··· DATA ···

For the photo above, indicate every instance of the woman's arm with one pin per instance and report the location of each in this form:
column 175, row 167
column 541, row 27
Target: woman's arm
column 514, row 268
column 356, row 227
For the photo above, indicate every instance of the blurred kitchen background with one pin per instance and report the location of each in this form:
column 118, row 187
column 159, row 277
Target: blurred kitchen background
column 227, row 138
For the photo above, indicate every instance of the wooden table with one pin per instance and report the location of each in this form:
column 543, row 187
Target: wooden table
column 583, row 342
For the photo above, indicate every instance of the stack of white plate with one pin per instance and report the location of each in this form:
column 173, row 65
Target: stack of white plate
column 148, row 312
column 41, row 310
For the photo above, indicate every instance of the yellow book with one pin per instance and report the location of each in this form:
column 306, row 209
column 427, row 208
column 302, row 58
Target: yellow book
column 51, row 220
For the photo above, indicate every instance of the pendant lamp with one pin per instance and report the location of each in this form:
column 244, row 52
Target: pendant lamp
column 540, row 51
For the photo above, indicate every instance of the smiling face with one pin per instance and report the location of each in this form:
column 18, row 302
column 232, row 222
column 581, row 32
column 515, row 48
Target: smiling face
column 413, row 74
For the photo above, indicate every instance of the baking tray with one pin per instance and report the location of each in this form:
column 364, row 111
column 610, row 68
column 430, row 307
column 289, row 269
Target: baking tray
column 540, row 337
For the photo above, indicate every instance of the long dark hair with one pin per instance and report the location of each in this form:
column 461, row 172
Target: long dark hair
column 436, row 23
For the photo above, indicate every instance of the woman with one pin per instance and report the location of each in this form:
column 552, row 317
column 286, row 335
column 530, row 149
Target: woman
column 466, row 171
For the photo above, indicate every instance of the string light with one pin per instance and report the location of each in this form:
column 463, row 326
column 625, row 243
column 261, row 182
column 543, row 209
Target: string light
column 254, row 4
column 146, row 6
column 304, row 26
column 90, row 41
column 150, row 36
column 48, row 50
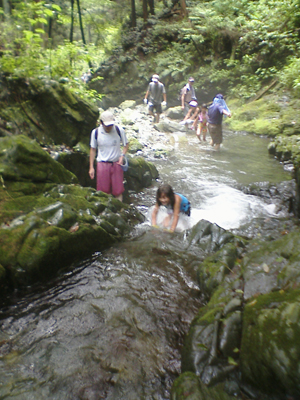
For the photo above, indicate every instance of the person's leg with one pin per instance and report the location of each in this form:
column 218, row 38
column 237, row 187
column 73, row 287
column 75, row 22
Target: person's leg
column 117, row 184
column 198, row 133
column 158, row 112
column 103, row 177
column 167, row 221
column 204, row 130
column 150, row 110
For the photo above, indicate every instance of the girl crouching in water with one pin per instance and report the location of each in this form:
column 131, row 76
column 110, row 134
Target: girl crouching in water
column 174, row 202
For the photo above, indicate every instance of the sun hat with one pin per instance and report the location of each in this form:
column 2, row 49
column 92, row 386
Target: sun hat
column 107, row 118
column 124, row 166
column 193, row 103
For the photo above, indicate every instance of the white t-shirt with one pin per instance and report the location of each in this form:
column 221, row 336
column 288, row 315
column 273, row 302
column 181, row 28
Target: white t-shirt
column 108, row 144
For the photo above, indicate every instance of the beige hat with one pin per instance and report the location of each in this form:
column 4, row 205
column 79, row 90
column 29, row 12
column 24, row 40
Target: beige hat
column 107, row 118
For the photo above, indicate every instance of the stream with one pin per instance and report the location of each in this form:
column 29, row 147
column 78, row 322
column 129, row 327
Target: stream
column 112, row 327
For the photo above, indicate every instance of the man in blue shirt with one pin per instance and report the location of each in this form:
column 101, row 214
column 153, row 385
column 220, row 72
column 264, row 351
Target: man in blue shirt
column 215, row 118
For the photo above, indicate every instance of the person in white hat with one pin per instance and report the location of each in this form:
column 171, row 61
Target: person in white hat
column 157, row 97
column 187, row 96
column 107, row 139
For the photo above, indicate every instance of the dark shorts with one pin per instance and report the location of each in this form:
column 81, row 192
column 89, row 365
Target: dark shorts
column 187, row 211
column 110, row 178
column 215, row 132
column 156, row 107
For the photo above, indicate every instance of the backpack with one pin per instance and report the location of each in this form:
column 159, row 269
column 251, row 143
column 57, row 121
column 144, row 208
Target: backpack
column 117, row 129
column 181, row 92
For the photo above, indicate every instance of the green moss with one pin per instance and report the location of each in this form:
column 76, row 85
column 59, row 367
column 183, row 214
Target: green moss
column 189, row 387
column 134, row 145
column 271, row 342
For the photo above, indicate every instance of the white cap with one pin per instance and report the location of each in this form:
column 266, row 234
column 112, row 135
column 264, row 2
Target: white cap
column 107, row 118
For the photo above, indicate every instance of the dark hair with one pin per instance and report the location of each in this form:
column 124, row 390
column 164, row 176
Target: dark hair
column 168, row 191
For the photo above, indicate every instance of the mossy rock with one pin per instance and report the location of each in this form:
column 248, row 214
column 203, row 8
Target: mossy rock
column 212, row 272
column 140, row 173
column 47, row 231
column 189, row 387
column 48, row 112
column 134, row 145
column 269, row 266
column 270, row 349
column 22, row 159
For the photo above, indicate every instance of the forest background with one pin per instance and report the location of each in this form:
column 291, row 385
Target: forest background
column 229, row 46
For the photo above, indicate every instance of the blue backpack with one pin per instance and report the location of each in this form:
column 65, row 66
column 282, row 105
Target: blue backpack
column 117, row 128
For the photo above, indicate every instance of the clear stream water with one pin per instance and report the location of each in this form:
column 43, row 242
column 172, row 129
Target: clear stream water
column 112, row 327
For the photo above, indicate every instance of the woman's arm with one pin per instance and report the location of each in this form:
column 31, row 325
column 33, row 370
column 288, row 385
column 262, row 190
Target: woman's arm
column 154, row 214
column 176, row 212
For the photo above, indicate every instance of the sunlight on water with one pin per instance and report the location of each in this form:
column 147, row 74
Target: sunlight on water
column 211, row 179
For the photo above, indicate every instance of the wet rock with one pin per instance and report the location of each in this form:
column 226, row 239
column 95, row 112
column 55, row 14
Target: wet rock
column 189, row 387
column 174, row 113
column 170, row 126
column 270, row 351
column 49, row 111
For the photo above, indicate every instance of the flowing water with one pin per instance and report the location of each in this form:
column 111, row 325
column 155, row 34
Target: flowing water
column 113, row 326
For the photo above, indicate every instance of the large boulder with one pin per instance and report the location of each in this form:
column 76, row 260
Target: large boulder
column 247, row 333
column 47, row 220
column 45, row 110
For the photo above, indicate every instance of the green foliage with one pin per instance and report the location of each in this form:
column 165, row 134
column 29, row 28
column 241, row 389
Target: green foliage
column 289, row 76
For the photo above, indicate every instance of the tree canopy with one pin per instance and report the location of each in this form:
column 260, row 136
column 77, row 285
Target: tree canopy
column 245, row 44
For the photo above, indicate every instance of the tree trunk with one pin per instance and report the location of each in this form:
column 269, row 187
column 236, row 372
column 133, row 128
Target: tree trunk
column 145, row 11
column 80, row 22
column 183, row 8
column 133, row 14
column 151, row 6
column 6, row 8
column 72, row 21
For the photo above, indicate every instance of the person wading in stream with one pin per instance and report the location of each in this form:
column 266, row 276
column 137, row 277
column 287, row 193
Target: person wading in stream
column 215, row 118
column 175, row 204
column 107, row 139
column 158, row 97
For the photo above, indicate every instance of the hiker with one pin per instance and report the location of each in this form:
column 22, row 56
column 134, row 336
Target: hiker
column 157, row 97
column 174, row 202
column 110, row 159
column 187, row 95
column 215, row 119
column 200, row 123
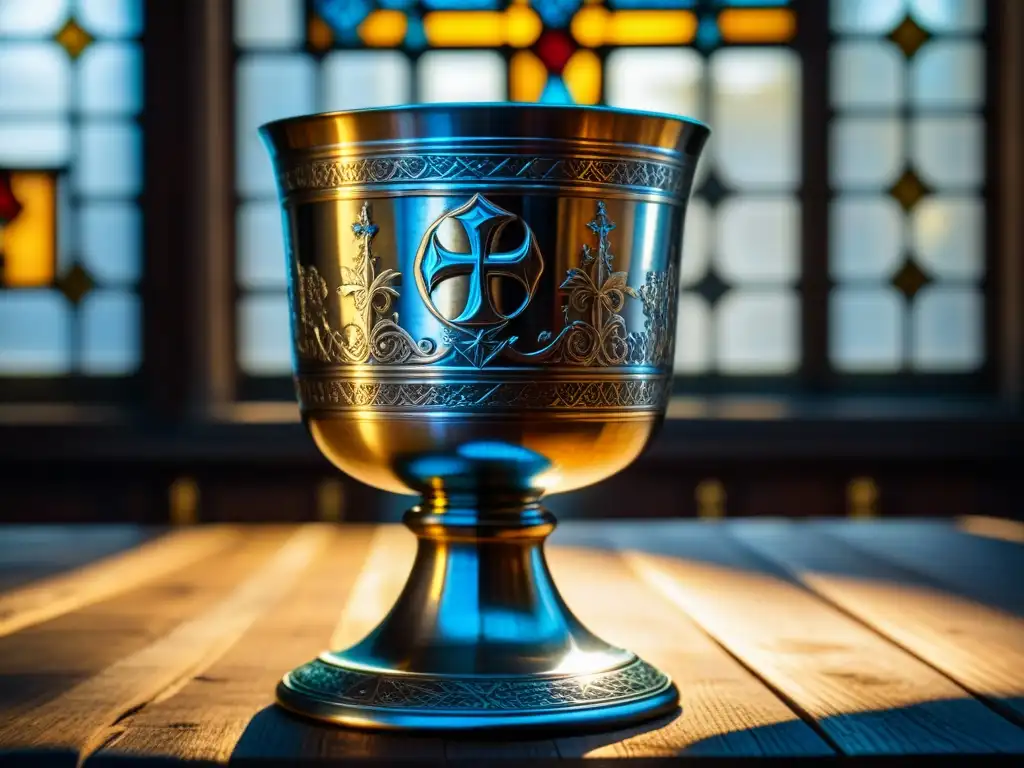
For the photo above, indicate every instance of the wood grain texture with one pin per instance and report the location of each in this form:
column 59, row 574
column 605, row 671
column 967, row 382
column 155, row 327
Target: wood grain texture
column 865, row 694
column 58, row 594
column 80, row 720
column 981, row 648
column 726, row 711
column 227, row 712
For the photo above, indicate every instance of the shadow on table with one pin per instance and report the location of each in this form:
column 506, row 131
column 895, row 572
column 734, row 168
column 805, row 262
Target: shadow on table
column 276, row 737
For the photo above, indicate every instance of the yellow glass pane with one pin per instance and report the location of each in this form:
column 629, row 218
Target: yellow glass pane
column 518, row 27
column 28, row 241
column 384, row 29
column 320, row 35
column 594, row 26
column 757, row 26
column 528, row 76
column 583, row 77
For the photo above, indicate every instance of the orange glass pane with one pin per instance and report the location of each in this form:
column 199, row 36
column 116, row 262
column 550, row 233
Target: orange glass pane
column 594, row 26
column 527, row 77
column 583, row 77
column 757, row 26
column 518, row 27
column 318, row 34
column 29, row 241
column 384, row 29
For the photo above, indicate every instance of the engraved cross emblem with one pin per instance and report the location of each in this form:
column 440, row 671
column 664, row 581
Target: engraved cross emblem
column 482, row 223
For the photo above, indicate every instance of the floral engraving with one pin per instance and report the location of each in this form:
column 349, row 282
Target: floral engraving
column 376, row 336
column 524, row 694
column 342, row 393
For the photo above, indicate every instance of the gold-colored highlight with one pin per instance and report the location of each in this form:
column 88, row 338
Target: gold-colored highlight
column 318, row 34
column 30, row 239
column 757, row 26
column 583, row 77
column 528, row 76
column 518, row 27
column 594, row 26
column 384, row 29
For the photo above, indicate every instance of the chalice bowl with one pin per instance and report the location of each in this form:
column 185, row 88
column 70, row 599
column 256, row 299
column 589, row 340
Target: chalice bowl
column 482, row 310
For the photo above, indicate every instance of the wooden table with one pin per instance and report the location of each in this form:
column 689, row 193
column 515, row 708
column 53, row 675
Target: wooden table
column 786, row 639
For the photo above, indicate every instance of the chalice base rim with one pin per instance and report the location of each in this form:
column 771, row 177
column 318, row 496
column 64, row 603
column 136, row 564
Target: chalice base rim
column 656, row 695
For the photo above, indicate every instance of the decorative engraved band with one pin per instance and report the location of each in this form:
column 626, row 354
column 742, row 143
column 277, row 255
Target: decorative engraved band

···

- **WORK ORDER**
Both end lines included, restate word for word the lines above from the line with "column 88, row 338" to the line with "column 53, row 675", and nothing else.

- **ANSWER**
column 88, row 338
Target: gold-colored highlight
column 318, row 34
column 30, row 239
column 757, row 26
column 583, row 77
column 528, row 76
column 518, row 27
column 594, row 26
column 384, row 29
For the photo above, indicate every instance of the chalice bowl with one pin per instance and report the location of each in this form:
column 185, row 88
column 70, row 599
column 256, row 299
column 589, row 340
Target: chalice bowl
column 482, row 310
For the photo above, indicate every instance of the wooden table with one pin per instance and report the location of each in this form:
column 689, row 193
column 515, row 708
column 53, row 675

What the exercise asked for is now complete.